• _Your goal_: In the text on feeding strawberries to parrots, how long and at what oven temperature should sliced strawberries be baked to dry them?

• _Page excerpt_:
━━━━━━
Pure strawberry juice contains all the vitamins and nutrients as whole strawberries, minus some of the fiber.
However, store-bought strawberry juice often contains added sugars or has processed corn syrup mixed in. If you’re going to offer your parrot a refreshing strawberry juice drink, it’s recommended that you prepare it yourself.
Dried strawberries have a much longer shelf life. However, the dried strawberries in most stores aren’t as healthy because they contain preservatives and sugar.
You can buy dried strawberries from a health food store or make your own. Here’s how:
- Hull the berries
- Slice them into thin pieces
- Lay them on a parchment-lined baking sheet.
- Bake them for 1-2 hours in a 200-degree Fahrenheit oven.
Strawberries contain vitamins, minerals, antioxidants, and nutrients, including:
Strawberries are high in fiber, which is essential for a parrot’s digestive system. Fiber ensures that the good bacteria present in the gut stay balanced so that parrots can:
- Process foods
- Avoid stomach upsets
- Have regular bowel movements
While most vitamins and minerals are just trace amounts, you’ll find that the following in ample supply:
Vitamin C is an antioxidant that boosts the immune system. Vitamin C can strengthen your parrot’s ability to fight off illnesses, viruses, diseases, and the effects of aging.
━━━━━━
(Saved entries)
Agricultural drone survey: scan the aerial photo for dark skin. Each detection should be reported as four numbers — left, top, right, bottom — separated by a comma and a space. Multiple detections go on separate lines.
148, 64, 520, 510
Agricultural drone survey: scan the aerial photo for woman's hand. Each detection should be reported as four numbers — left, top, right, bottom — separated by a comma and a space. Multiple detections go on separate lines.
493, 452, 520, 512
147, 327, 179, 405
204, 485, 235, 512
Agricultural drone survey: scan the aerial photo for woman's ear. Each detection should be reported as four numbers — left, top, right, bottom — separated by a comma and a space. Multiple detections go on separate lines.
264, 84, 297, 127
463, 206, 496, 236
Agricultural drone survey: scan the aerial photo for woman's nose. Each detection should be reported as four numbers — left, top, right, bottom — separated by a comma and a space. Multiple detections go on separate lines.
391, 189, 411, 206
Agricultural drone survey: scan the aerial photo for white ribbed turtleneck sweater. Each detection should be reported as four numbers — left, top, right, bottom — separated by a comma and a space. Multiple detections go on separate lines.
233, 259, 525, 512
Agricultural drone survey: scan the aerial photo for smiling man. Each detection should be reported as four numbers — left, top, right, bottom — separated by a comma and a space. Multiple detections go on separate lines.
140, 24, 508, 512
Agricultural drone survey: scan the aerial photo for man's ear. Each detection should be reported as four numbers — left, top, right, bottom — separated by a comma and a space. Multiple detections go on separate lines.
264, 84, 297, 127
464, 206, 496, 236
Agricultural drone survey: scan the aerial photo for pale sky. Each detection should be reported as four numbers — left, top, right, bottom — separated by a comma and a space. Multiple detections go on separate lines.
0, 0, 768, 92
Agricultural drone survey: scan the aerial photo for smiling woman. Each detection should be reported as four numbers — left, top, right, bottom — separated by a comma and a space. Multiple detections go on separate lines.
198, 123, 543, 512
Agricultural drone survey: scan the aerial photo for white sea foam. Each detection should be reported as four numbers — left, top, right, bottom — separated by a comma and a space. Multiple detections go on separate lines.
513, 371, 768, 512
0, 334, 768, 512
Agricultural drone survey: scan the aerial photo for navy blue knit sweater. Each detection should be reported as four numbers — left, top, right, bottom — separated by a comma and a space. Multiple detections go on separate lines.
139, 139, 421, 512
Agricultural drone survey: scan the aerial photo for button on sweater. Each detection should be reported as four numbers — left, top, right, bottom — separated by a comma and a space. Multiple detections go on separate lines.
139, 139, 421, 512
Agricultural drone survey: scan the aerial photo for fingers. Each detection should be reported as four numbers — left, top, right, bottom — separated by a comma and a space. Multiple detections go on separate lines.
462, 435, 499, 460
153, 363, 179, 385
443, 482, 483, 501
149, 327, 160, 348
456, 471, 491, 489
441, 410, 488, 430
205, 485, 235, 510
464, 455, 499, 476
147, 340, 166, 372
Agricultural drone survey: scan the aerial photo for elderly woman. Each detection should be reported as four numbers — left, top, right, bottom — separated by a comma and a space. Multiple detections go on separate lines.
━━━━━━
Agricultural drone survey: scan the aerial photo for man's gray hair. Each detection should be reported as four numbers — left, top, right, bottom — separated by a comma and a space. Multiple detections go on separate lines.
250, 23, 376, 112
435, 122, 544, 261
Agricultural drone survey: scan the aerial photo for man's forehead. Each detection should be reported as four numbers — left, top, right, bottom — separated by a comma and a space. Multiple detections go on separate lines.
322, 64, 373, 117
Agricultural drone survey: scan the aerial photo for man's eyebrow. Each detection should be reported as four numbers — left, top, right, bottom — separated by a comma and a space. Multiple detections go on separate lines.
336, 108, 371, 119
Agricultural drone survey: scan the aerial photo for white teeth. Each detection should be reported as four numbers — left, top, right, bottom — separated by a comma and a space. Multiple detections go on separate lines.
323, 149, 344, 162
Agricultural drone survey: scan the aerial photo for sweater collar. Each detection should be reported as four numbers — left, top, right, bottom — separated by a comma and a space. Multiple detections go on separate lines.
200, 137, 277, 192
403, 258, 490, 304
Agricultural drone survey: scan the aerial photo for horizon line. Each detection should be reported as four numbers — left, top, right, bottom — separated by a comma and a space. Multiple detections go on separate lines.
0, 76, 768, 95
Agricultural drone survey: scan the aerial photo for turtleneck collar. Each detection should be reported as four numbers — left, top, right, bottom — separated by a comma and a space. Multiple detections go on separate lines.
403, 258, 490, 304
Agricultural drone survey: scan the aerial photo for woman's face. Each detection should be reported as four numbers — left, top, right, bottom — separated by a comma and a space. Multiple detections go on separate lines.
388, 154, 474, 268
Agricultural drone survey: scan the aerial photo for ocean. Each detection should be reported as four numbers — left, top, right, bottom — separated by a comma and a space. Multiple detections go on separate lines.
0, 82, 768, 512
━━━━━━
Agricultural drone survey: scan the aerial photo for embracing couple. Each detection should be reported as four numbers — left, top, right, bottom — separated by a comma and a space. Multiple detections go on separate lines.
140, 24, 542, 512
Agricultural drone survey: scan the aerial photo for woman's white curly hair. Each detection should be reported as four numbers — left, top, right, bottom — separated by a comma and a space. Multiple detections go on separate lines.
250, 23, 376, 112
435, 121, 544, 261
━━━━━━
• _Task result_: Bake them for 1–2 hours in a 200-degree Fahrenheit oven.